The material below contains a line with "Each instance of the yellow forsythia" and a line with "Each instance of the glass". Copy exactly those two lines and all lines between them.

= = = =

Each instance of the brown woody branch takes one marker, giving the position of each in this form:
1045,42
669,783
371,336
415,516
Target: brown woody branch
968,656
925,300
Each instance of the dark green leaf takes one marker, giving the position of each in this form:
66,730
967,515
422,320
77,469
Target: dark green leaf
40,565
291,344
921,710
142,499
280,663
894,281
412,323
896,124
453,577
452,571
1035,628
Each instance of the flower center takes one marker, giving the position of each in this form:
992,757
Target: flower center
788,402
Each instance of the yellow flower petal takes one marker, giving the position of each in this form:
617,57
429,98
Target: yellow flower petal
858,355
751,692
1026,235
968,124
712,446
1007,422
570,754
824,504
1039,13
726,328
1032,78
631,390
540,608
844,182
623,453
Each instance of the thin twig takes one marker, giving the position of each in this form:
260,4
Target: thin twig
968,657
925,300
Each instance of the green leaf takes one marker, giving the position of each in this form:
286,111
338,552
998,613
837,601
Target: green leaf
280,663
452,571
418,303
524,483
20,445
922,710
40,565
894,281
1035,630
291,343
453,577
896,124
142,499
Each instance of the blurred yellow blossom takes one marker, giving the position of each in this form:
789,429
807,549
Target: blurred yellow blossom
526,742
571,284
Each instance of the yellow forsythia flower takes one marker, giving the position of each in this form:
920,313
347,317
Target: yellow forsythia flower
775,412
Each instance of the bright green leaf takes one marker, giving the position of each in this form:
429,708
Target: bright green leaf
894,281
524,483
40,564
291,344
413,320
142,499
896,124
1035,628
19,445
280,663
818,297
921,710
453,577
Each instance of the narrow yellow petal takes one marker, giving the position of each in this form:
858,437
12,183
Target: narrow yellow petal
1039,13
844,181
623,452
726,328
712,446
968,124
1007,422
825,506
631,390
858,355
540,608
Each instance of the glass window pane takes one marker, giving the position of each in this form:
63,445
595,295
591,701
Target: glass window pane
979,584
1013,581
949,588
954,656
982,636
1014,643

= = = =

*Response for this exercise*:
Each instance of the yellow forsythia flower takes one marker, giving the position of each in this form:
920,313
347,317
Target: yellow forsythia flower
775,412
Each instance of the bright green leaf takes one marker, giving the position of each in this form:
429,708
Target: bright green leaf
894,281
524,483
40,564
291,344
413,320
142,499
896,124
1035,628
19,445
280,663
818,297
921,710
453,577
Each instance of the narrow yellow petal takes one marker, giving the position of each in this form:
858,437
12,183
Target: narrow yellow petal
1039,13
844,181
623,452
726,328
712,446
968,124
1007,422
825,506
631,390
858,355
540,608
Each instance of the glass window pane takes one marker, giving the position of each in this form:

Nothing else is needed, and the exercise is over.